[Условие задания]
Воспроизведите дословно фрагмент отрывка документа между словами «Но не только» и «которая распорядилась иначе.» включительно.

[Отрывок документа]
● ● ●

Но Москва не Мюнстерайфель. И на календаре уже полтора десятка лет значился век XIX. Словом, на него оборачивались.
Но не только по причине странного для Якиманки или Охотного ряда облачения. Оборачивались еще и потому, что многие знали его лично или в лицо или, по крайней мере,
были о нем наслышаны. Да, человек этот в те годы слыл в Москве личностью чрезвычайно популярной и уважаемой. О нем московские остряки даже куплеты сложили.
Не сатирические, нет, наоборот, уважительные:
Доктор Газ уложит в постель,
Закутает во фланель,
Поставит фонтанель,
Пропишет каломель...
Но настоящая его фамилия была не Газ, а Гааз — Фридрих Иосиф Гааз. Родился близ Кёльна, в семье доктора медицины, получил серьезное образование:
окончив первоначально курс математики и философии в Йенском университете, затем основательно изучил в Вене медицину. И оказался, что называется, врачом от Бога.
Возможно, служил бы он родной Германии, а может, и вообще стал бы общеевропейским светилом, если бы не судьба, которая распорядилась иначе.
Никто так толком и не знает, почему широко образованный молодой человек, еще вчера коротавший свободные часы в уютных венских кофейнях за разговорами
о разных мудрых материях, сегодня вдруг оказывается на не слишком уютных колдобинах Российской империи, в почтовой карете,
уносящей все дальше на восток от налаженного европейского быта, любящих родных, друзей, профессоров, карьеры...
Формальным поводом для столь крутого поворота в жизни Гааза явилось приглашение княгини Репниной стать ее домашним доктором,
после того как молодой врач успешно излечил княгиню от глазной болезни.

● ● ●

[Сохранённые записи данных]
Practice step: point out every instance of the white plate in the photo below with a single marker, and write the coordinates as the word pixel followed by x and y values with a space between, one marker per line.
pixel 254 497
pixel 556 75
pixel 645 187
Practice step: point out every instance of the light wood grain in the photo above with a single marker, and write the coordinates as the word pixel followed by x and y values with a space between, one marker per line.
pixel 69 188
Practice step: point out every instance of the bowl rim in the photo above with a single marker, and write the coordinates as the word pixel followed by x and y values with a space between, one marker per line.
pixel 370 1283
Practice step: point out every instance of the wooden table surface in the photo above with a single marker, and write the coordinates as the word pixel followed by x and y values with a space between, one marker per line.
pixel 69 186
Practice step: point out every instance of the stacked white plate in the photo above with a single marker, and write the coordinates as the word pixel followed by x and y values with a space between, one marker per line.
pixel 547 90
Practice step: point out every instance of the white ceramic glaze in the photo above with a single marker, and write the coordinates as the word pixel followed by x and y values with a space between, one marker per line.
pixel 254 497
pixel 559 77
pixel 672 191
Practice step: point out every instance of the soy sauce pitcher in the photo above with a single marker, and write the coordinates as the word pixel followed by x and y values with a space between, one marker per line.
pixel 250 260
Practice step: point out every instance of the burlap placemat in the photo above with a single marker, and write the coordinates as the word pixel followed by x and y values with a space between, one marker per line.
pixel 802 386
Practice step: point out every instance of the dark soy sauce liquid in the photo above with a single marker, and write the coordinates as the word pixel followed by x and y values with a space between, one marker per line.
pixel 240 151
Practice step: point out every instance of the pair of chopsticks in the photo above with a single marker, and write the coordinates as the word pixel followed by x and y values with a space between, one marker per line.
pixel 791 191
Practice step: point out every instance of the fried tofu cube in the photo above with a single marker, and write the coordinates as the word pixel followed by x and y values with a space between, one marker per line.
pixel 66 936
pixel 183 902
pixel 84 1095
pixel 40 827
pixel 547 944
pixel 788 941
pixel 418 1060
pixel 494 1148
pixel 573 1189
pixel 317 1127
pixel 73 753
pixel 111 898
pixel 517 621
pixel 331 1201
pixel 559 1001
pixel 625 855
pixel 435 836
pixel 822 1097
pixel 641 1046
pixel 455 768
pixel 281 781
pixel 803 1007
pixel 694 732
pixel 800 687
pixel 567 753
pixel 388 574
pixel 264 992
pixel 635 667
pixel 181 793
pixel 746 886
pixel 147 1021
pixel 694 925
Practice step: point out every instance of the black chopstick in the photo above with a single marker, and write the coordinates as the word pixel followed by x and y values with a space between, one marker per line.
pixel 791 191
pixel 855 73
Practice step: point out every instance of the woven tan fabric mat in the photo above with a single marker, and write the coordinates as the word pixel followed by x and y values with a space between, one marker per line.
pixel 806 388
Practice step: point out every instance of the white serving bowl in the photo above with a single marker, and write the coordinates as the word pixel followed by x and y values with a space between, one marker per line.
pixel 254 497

● ● ●

[Результат выполнения]
Но не только по причине странного для Якиманки или Охотного ряда облачения. Оборачивались еще и потому, что многие знали его лично или в лицо или, по крайней мере,
были о нем наслышаны. Да, человек этот в те годы слыл в Москве личностью чрезвычайно популярной и уважаемой. О нем московские остряки даже куплеты сложили.
Не сатирические, нет, наоборот, уважительные:
Доктор Газ уложит в постель,
Закутает во фланель,
Поставит фонтанель,
Пропишет каломель...
Но настоящая его фамилия была не Газ, а Гааз — Фридрих Иосиф Гааз. Родился близ Кёльна, в семье доктора медицины, получил серьезное образование:
окончив первоначально курс математики и философии в Йенском университете, затем основательно изучил в Вене медицину. И оказался, что называется, врачом от Бога.
Возможно, служил бы он родной Германии, а может, и вообще стал бы общеевропейским светилом, если бы не судьба, которая распорядилась иначе.